• SHORT PROBLEM: Pull out each line in the data below that contains the word "truck".

Excerpts from point annotation data
--- --- ---

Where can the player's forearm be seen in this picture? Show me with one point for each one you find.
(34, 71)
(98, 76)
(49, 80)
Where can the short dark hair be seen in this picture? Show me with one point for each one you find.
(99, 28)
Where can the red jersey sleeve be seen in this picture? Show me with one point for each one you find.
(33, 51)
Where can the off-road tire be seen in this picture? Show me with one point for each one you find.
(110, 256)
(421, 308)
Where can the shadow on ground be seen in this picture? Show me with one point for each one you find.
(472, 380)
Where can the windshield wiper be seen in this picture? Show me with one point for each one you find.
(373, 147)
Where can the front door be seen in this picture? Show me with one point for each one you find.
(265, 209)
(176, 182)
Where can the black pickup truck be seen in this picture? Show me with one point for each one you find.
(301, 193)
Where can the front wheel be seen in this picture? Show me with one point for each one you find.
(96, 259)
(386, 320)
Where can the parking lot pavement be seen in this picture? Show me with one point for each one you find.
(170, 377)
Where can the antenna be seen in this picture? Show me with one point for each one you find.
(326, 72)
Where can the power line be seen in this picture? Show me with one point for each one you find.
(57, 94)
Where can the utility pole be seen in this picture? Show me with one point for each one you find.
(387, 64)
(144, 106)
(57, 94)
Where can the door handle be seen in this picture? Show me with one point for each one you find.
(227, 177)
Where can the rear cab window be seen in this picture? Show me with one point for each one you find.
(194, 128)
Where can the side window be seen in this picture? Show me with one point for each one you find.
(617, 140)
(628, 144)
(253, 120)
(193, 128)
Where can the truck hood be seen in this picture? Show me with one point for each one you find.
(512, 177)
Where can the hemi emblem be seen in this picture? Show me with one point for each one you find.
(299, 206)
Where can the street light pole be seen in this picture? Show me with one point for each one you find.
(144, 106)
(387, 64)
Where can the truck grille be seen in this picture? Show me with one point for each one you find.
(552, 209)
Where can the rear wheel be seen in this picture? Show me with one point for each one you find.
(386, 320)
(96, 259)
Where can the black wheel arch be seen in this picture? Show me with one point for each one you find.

--- --- ---

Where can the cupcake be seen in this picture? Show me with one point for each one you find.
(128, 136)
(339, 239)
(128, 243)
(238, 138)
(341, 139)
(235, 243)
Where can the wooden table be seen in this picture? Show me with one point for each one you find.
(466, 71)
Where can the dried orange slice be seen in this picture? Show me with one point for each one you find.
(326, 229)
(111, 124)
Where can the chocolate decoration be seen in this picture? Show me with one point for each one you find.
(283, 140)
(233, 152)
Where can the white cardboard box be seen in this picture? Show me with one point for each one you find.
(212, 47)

--- --- ---

• RESPONSE TO THIS EXERCISE:
Where can the black pickup truck be seen in this picture? Show me with one point for each one you find.
Where can the truck hood be seen in this picture? Show me with one point for each one you find.
Where can the truck grille be seen in this picture? Show me with one point for each one you find.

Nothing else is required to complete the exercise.